## EXTRACT PROVIDED
Fredrik Silverstolpe (1769−1851)


Fredrik Samuel Silverstolpe was born in Stockholm on 28 December 1769 and died in the same city on 2 December 1851. As a young man he studied music with, among others, Joseph Martin Kraus. Silverstolpe wrote over 130 songs, but all the more interesting is his writings on the subject of music, including newspaper articles, a biography of Kraus, and a comprehensive analysis of Kraus’ opera Aeneas i Carthago. Elected into the Royal Swedish Academy of Music in 1798.


This man, deceased in 1851, was one of the capital city’s most educated friends of music, occupying himself even in old age, at eighty years, in part with his own attempts at composition, in part with the study of the works of the most renowned composers [...]. Silverstolpe loved and revered classical music, rather than the new.

So describes critic and composer Abraham Mankell his older colleague, Fredrik Samuel Silverstolpe, in his history of Swedish music from 1853. But even if Silverstolpe and Mankell shared interests in music criticism and composition, the differences between them are striking. Whereas Mankell was a typical national romantic, emphasising the importance of the common national spirit for the supremacy of simple song, Silverstolpe was a true man of the enlightenment with classicism and individualism as his aesthetic ideals.

Silverstolpe was born in Stockholm in 1769 and died in the same city in 1851. His life and achievements stretch from the Gustavian era to far into the romantic 1800s (it can be mentioned that Silverstolpe’s cousin David Gudmund was married to Magdalena ‘Malla’ Silfverstolpe, who held salon in Uppsala). Silverstolpe studied architecture in his youth but also cultivated an interest in music, which was nourished by his acquaintance with the thirteen-years-older hovkapellmästare (conductor of the Royal Court Orchestra) Joseph Martin Kraus. At age twenty-seven Silverstolpe was appointed to be the chargé d’affaires at the Swedish embassy in Vienna. There he met, among others, the French Republic’s envoy, Marshal Bernadotte, who would later be appointed as Sweden’s new king.

## REQUIRED ACTIONS
1 - Which writings on music by Silverstolpe does the Silverstolpe profile list?
2 - Print the passage of the Silverstolpe profile starting with "Fredrik Silverstolpe (1769−1851)" and going on through "Music in 1798.".
These entries come from a separate source with no connection to the Silverstolpe profile.

## A run of records
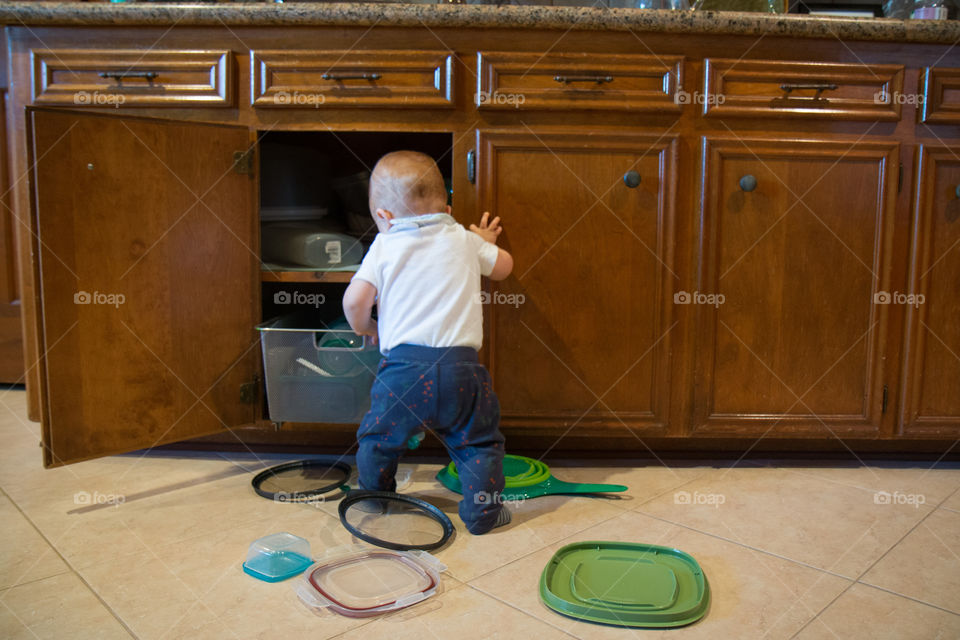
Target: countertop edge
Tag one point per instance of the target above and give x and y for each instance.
(479, 16)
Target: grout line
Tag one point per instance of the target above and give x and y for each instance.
(33, 580)
(523, 611)
(908, 597)
(765, 552)
(537, 550)
(872, 565)
(71, 568)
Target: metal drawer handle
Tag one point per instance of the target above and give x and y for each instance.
(351, 76)
(569, 79)
(120, 76)
(819, 87)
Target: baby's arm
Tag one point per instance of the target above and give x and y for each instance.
(358, 301)
(490, 231)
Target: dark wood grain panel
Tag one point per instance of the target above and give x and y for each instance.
(139, 78)
(793, 342)
(931, 370)
(149, 281)
(358, 78)
(581, 332)
(12, 366)
(514, 80)
(940, 88)
(755, 88)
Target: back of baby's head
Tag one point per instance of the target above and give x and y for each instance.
(407, 183)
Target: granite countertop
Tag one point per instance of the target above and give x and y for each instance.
(508, 17)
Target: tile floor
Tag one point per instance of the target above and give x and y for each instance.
(792, 550)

## THE ANSWERS
1 -
- Newspaper articles
- A biography of Kraus
- A comprehensive analysis of Kraus' opera Aeneas i Carthago

2 -
Fredrik Silverstolpe (1769−1851)


Fredrik Samuel Silverstolpe was born in Stockholm on 28 December 1769 and died in the same city on 2 December 1851. As a young man he studied music with, among others, Joseph Martin Kraus. Silverstolpe wrote over 130 songs, but all the more interesting is his writings on the subject of music, including newspaper articles, a biography of Kraus, and a comprehensive analysis of Kraus’ opera Aeneas i Carthago. Elected into the Royal Swedish Academy of Music in 1798.